*What you have to do*: Pictures aside, repeat every entry exactly.

▼▼▼

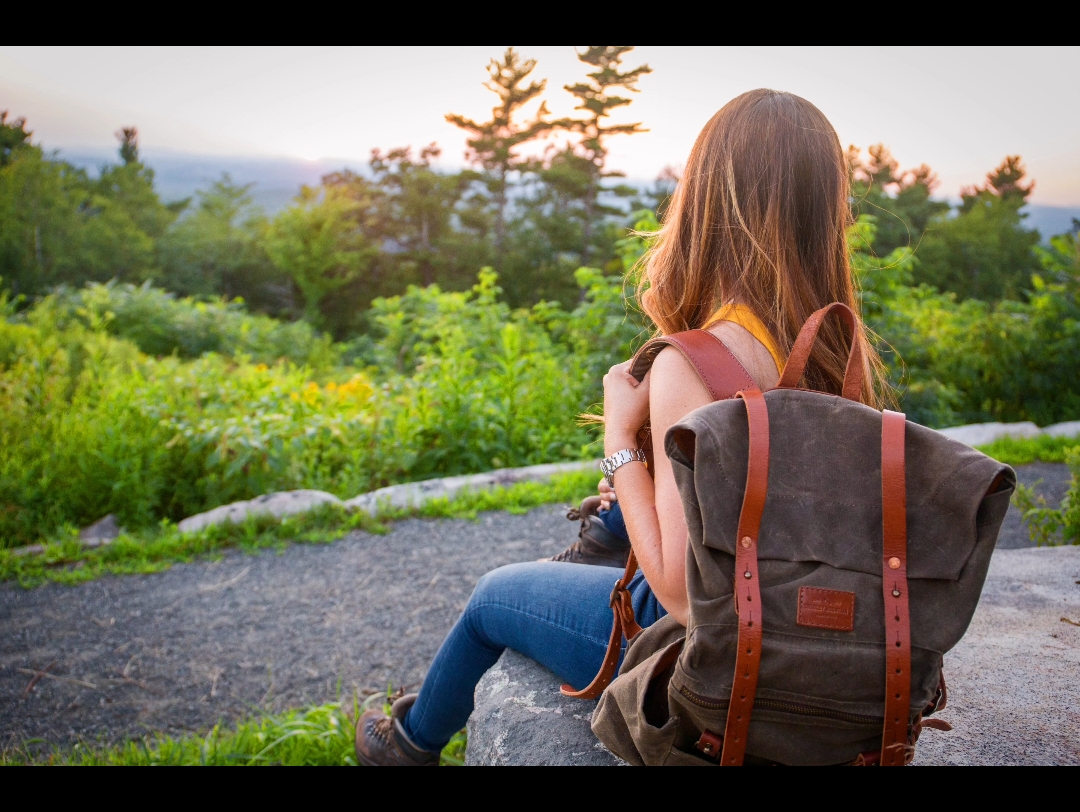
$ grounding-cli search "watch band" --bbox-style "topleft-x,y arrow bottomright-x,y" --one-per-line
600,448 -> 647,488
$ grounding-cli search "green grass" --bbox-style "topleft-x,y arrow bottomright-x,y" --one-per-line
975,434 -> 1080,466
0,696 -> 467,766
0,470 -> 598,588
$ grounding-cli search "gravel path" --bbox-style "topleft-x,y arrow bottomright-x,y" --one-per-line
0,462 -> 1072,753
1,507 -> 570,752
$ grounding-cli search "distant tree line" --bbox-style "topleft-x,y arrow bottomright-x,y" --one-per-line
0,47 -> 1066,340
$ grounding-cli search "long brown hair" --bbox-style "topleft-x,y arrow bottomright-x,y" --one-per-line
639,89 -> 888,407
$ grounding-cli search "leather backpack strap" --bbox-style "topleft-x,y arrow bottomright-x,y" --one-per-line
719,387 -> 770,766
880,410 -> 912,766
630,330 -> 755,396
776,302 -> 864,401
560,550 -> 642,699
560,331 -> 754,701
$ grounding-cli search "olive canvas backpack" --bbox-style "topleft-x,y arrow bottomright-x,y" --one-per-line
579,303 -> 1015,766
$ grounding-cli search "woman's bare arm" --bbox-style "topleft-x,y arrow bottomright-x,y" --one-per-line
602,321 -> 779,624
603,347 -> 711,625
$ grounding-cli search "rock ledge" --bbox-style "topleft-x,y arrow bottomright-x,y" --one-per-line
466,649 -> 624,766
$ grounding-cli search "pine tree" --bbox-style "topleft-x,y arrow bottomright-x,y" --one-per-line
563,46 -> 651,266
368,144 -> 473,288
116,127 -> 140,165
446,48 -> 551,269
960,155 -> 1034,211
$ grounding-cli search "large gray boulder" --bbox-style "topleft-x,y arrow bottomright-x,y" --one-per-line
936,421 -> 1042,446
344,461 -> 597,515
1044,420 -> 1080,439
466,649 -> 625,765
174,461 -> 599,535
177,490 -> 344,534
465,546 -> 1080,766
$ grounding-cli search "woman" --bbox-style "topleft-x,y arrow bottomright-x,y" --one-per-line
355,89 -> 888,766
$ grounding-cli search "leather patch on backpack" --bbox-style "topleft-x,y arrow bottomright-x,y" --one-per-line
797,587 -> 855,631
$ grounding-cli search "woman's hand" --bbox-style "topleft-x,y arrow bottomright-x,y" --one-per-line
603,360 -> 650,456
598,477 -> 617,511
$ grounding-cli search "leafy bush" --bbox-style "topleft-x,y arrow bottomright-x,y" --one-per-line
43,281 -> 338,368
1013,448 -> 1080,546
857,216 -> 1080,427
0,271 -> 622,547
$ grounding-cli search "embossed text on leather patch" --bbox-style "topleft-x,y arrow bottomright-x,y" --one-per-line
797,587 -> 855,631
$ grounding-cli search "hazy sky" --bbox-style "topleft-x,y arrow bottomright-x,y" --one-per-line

▲▲▲

*Exercise output*:
$ grounding-cli search "watch band" --bbox-style "topleft-x,y arrow bottomright-x,y" --one-per-line
600,448 -> 647,488
$ grounding-cli search "green grass" --bbox-style "topleft-x,y arrow bottomright-x,y" --one-per-line
975,434 -> 1080,466
0,696 -> 467,766
0,470 -> 598,588
$ grounding-cli search "gravel path" --bbox-style "topleft-x,y arrow bottomright-x,y" --one-per-line
0,462 -> 1072,753
1,507 -> 570,752
$ grounding-cli search "distant tree line" --bbox-style "topleft-x,y arrow bottomright-x,y" --one-per-line
0,47 -> 1066,340
$ grounding-cli search "long brown hair" --bbox-style "topleft-x,y arrow bottomright-x,y" --one-per-line
639,89 -> 888,407
$ grounding-cli search "leather backpack strap" --bbox-style "topleft-x,y arrow bottomright-x,y" --one-per-line
719,387 -> 770,766
880,410 -> 912,766
630,330 -> 755,396
776,302 -> 864,401
560,550 -> 642,699
560,331 -> 754,701
$ grounding-cli search "olive canvas backpack" --bbox-style "topleft-x,y arrow bottomright-x,y" --one-per-line
579,303 -> 1015,766
$ grounding-cli search "woman's bare arm" --bbox-style "topleft-x,y arrow bottomright-x,y" --one-per-line
602,321 -> 779,624
603,347 -> 711,625
$ grounding-cli search "rock ledge" --bbox-style "topleft-x,y arrow bottomright-x,y" --one-per-line
466,649 -> 624,766
$ grounding-cli search "pine tree" --bbox-style "topleft-x,y arrow bottomright-x,y" --one-per-line
563,46 -> 651,266
368,144 -> 473,288
116,127 -> 140,165
446,48 -> 551,269
960,155 -> 1034,211
$ grounding-cli search "large gray boulder" --bbox-style "topleft-x,y arrow bottomright-x,y" --one-per-line
936,421 -> 1042,446
344,461 -> 597,515
1044,420 -> 1080,439
466,649 -> 625,765
174,461 -> 599,535
177,490 -> 344,534
465,546 -> 1080,766
$ grounding-cli search "woman" --bbox-style "topleft-x,y arrow bottomright-x,y" --one-per-line
355,89 -> 888,766
$ grounding-cli search "leather patch on backpack" --bbox-style "topleft-x,y arrow bottomright-x,y" --one-per-line
797,587 -> 855,631
$ grounding-cli search "woman's hand" --bbox-style "topleft-x,y arrow bottomright-x,y" --one-per-line
603,360 -> 650,456
598,477 -> 617,511
$ grounding-cli search "leafy bush" --bbox-style "topleft-x,y arrow bottomright-x,y" --one-per-line
43,281 -> 338,368
1013,448 -> 1080,546
857,216 -> 1080,427
0,271 -> 622,547
$ grounding-cli search "embossed text on leather patch" --bbox-style "topleft-x,y arrow bottomright-x,y" --one-per-line
797,587 -> 855,631
$ grounding-cli search "hazy sky" --bbox-style "topleft-x,y arrow bottomright-x,y" --one-per-line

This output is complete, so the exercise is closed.